- [KUTIPAN DOKUMEN]:
Hikmah dalam Berdakwah (Bag. 8): Contoh Praktik Dakwah dengan Hikmah

Bismillah wal-hamdulillah wash-shalatu was-salamu ‘ala Rasulillah. Amma ba’du.

Di antara contoh praktik dakwah dengan hikmah dan bijaksana adalah apa yang disebutkan oleh Ustaz Abdullah Zaen, Lc. MA. hafizhahullah dalam bukunya “14 Contoh Praktek Hikmah dalam Berdakwah” pada halaman 117-144.

Namun, mengingat panjangnya penjelasan yang beliau tuliskan, maka di bawah ini kami ringkaskan untuk para pembaca dengan beberapa penyesuaian agar lebih mudah untuk diambil faedahnya bagi kaum muslimin secara umum.

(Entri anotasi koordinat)
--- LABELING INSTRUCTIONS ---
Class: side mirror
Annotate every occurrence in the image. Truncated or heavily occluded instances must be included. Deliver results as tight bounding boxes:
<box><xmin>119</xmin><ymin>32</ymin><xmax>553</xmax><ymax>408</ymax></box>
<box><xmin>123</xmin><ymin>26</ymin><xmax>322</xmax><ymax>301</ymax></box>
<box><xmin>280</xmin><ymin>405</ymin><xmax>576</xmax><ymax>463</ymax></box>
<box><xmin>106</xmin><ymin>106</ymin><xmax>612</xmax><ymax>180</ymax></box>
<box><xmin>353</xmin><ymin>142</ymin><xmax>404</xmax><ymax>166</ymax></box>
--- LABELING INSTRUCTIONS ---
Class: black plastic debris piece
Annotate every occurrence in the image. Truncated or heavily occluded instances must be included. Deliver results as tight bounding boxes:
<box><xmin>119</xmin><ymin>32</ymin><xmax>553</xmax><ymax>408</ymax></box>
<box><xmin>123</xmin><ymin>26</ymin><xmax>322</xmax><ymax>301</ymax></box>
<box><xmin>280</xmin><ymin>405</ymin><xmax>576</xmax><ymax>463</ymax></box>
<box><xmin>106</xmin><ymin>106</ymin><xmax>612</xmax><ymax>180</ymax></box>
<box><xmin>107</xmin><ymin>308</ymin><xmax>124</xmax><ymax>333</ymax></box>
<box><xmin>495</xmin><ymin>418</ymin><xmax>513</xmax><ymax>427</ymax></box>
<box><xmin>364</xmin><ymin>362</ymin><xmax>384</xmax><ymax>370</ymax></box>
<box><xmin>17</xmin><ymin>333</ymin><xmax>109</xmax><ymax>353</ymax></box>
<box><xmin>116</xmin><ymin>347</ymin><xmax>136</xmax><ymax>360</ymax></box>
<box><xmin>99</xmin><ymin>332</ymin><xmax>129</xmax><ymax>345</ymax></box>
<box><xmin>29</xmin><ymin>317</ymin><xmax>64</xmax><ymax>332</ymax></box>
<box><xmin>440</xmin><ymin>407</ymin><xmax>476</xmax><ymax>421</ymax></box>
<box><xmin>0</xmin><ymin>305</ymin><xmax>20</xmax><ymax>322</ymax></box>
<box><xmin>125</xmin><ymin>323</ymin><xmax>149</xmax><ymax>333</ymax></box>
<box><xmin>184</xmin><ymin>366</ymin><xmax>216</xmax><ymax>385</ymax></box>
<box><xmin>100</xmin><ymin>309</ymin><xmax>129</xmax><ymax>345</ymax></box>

- [TUGAS SOAL 1]: Sebutkan semua gelar dan sebutan yang menyertai nama Abdullah Zaen dalam kutipan tentang hikmah dalam berdakwah.
- [TUGAS SOAL 2]: Kutip dari kutipan tentang hikmah dalam berdakwah bagian yang dimulai dengan "Bismillah wal-hamdulillah wash-shalatu" dan berlanjut sampai "muslimin secara umum.".

- [JAWABAN LENGKAP 1]: Ustaz, Lc., MA., hafizhahullah

- [JAWABAN LENGKAP 2]:
Bismillah wal-hamdulillah wash-shalatu was-salamu ‘ala Rasulillah. Amma ba’du.

Di antara contoh praktik dakwah dengan hikmah dan bijaksana adalah apa yang disebutkan oleh Ustaz Abdullah Zaen, Lc. MA. hafizhahullah dalam bukunya “14 Contoh Praktek Hikmah dalam Berdakwah” pada halaman 117-144.

Namun, mengingat panjangnya penjelasan yang beliau tuliskan, maka di bawah ini kami ringkaskan untuk para pembaca dengan beberapa penyesuaian agar lebih mudah untuk diambil faedahnya bagi kaum muslimin secara umum.